TASK TO CARRY OUT:
Could you please return each line of the data that has the word "below"?

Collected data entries
============================================================

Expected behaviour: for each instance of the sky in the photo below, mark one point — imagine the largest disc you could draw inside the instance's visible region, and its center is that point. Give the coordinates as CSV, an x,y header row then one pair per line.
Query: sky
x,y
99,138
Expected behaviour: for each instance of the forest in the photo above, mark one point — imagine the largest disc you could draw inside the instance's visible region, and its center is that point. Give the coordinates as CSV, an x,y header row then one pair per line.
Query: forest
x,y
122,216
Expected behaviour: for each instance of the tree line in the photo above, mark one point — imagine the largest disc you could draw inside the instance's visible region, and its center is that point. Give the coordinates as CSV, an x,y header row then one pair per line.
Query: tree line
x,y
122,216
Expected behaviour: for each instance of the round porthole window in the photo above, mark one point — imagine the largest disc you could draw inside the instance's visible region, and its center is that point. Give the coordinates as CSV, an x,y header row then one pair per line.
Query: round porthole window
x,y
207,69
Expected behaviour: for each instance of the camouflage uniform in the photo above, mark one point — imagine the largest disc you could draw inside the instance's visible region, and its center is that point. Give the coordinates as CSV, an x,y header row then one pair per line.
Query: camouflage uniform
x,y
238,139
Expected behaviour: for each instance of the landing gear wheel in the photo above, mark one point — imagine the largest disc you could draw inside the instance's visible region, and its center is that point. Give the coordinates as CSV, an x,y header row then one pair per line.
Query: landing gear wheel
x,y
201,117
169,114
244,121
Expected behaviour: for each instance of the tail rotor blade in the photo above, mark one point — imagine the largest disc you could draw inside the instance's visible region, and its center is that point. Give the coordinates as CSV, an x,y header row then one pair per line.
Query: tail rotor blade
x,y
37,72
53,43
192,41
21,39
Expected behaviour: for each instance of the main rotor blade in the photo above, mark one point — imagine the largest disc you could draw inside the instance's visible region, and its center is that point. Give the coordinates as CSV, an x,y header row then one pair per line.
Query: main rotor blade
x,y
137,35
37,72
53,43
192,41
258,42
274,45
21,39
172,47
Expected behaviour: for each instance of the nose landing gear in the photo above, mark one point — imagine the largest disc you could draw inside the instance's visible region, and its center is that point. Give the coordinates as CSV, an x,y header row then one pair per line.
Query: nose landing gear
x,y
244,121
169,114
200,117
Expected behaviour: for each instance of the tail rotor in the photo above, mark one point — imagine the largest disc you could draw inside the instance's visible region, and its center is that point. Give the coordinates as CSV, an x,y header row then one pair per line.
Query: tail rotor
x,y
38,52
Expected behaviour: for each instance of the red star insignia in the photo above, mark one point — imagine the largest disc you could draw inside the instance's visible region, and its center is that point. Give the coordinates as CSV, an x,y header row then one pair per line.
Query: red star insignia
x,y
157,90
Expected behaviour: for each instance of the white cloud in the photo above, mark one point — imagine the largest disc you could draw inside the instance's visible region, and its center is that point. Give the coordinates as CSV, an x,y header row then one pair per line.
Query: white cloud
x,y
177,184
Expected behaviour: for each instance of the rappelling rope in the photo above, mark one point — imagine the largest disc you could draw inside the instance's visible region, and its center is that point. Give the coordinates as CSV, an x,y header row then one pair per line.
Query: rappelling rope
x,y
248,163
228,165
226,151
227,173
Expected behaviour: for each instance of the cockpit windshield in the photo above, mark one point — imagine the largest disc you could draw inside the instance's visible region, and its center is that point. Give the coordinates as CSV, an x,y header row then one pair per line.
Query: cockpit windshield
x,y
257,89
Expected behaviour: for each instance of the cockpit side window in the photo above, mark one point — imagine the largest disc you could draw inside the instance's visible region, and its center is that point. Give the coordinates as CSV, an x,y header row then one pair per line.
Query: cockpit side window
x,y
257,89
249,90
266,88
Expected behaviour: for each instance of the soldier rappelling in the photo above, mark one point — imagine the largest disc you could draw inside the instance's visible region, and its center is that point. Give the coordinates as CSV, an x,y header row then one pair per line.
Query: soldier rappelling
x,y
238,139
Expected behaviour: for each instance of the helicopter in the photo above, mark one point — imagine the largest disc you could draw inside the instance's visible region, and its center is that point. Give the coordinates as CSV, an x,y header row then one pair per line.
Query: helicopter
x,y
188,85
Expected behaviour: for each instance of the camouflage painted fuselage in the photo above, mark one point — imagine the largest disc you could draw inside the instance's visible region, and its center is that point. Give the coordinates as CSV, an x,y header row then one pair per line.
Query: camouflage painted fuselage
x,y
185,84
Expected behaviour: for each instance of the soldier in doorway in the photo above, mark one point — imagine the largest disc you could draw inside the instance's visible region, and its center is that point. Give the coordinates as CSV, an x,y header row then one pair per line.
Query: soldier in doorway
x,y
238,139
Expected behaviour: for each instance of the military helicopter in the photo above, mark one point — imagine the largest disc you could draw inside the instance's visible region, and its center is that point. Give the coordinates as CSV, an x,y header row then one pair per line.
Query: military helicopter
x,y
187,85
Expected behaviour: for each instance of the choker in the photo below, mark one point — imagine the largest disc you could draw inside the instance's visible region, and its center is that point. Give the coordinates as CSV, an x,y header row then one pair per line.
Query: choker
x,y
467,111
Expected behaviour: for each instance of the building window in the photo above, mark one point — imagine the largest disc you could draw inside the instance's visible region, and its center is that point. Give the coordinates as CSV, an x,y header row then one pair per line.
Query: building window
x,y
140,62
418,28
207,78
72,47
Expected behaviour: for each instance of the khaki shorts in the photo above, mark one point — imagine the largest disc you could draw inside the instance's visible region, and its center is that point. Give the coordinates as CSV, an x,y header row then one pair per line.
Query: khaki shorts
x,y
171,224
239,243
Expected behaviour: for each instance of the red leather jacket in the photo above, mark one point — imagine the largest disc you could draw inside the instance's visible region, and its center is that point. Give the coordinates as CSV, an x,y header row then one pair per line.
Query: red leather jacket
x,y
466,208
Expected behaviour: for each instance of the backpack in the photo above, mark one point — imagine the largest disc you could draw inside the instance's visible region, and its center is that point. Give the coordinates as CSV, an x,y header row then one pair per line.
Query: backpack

============================================================

WRITTEN SOLUTION:
Expected behaviour: for each instance of the sky in the photo below, mark one point — imagine the largest disc you could draw inside the instance's visible region, and its center is that point. Give the coordinates as CSV, an x,y header row then one pair per line.
Expected behaviour: for each instance of the choker in the photo below, mark one point — imagine the largest disc you could draw inside the instance's visible region, and its center is that point. Give the coordinates as CSV, an x,y header row then one pair per line.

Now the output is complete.